Position identification data
+++++
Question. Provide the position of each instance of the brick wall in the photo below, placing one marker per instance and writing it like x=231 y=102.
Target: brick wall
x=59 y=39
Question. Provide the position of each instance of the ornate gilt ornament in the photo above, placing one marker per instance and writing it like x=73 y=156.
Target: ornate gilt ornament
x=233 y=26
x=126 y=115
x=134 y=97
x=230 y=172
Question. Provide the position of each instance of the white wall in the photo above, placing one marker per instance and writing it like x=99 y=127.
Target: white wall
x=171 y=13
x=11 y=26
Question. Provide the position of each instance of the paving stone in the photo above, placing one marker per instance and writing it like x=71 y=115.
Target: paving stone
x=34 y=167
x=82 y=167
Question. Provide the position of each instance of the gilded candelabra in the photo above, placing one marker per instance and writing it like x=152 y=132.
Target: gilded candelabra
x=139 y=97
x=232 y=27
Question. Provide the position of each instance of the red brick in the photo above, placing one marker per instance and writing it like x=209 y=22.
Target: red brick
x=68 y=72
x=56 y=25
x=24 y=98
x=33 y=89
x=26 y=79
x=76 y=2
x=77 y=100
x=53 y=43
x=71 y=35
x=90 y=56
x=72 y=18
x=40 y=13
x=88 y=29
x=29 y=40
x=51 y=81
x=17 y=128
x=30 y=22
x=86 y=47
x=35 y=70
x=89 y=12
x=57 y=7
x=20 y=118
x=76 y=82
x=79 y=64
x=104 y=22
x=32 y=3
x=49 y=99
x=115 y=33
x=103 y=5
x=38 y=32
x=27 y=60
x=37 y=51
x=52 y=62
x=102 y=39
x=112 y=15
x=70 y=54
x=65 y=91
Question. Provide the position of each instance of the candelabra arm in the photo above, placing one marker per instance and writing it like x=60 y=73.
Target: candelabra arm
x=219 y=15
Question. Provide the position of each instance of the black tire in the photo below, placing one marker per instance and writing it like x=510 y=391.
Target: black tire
+++++
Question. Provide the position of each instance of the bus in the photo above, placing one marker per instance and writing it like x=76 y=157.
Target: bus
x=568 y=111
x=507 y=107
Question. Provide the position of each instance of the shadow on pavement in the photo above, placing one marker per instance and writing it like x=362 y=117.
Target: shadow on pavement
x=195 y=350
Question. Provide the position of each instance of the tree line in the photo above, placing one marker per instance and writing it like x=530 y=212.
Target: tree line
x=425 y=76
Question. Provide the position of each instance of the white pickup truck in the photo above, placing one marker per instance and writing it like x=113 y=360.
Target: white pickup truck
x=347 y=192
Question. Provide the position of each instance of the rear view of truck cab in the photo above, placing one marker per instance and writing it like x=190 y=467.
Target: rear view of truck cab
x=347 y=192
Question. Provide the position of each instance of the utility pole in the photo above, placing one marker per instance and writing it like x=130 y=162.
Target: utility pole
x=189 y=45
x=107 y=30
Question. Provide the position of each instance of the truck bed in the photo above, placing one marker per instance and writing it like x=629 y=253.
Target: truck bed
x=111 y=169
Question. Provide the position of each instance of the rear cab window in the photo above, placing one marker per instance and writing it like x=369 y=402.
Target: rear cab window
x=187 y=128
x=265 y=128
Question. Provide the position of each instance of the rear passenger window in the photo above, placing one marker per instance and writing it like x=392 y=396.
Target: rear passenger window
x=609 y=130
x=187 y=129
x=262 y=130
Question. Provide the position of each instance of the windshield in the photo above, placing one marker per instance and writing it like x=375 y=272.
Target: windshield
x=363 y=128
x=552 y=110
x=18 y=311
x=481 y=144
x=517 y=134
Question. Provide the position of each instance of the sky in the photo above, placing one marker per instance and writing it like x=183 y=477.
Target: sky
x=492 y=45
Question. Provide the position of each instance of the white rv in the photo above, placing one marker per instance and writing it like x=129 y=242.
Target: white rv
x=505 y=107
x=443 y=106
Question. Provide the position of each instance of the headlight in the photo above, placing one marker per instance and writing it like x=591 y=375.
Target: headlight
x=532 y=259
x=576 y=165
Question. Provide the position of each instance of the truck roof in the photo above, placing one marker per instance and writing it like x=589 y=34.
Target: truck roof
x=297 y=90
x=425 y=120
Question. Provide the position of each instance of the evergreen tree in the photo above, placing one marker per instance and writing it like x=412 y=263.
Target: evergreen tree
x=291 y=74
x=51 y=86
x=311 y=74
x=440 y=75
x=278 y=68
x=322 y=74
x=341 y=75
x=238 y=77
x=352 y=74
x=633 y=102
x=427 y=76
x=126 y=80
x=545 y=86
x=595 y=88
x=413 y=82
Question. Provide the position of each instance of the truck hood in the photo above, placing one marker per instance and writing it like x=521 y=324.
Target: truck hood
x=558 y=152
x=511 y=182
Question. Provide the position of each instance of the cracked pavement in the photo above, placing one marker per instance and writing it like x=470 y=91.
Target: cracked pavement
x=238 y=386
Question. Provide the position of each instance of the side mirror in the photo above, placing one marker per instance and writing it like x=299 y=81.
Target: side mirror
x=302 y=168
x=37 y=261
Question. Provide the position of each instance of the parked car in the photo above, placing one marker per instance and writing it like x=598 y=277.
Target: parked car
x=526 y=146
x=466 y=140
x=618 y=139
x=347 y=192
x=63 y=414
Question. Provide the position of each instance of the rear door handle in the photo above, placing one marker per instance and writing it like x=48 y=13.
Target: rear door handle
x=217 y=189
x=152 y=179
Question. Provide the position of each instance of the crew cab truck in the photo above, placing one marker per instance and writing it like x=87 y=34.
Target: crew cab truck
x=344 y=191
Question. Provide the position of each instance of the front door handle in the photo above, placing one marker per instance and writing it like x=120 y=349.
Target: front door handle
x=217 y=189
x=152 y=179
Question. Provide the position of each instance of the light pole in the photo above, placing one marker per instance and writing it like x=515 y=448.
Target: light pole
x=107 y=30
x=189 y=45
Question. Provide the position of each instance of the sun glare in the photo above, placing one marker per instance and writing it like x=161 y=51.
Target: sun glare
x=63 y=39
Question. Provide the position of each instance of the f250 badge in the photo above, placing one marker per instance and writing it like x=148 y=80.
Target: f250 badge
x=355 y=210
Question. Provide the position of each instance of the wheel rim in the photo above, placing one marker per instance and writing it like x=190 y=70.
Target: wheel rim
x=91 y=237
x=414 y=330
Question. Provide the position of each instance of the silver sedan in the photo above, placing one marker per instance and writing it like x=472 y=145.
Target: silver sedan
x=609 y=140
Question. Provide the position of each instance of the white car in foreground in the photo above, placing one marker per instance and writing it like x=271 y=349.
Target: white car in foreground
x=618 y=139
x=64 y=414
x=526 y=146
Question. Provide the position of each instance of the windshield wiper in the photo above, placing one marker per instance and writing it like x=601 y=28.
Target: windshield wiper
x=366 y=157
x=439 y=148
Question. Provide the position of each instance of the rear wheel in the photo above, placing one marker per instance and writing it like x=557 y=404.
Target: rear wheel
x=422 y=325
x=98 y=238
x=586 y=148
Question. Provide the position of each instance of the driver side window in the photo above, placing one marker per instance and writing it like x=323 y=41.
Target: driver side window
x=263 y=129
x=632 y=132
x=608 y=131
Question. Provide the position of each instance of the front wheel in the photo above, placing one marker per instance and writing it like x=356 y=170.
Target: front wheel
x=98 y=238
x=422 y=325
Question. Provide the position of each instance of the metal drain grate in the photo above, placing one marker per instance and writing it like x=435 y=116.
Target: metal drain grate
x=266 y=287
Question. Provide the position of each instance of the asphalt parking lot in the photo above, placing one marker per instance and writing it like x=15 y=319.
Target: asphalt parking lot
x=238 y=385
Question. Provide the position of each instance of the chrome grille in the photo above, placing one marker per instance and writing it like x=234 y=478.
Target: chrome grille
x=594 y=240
+++++
EXERCISE PROMPT:
Format everything from the line containing "Question. Provide the position of each instance of the driver" down to the line containing "x=594 y=240" as a numbered list, leaving out blank lines.

EXPECTED ANSWER:
1. Question. Provide the position of each instance of the driver side window in the photo above, placing one marker per instance and writing it like x=323 y=41.
2. Target: driver side window
3. x=263 y=129
4. x=632 y=132
5. x=608 y=131
6. Question. Provide the position of each instance of the front wheel in the photo above, placing one marker per instance and writing it like x=356 y=170.
7. Target: front wheel
8. x=98 y=238
9. x=422 y=325
10. Question. Provide the position of each instance of the metal drain grate in the photo above, placing one marker per instance and writing it like x=435 y=116.
11. Target: metal drain grate
12. x=266 y=287
13. Question. Provide the position of each instance of the asphalt parking lot in the photo above, placing one marker per instance and writing it like x=15 y=319.
14. Target: asphalt parking lot
15. x=238 y=385
16. Question. Provide the position of each instance of the chrome grille in the photo above, placing one marker per instance and writing it like x=234 y=478.
17. Target: chrome grille
18. x=594 y=240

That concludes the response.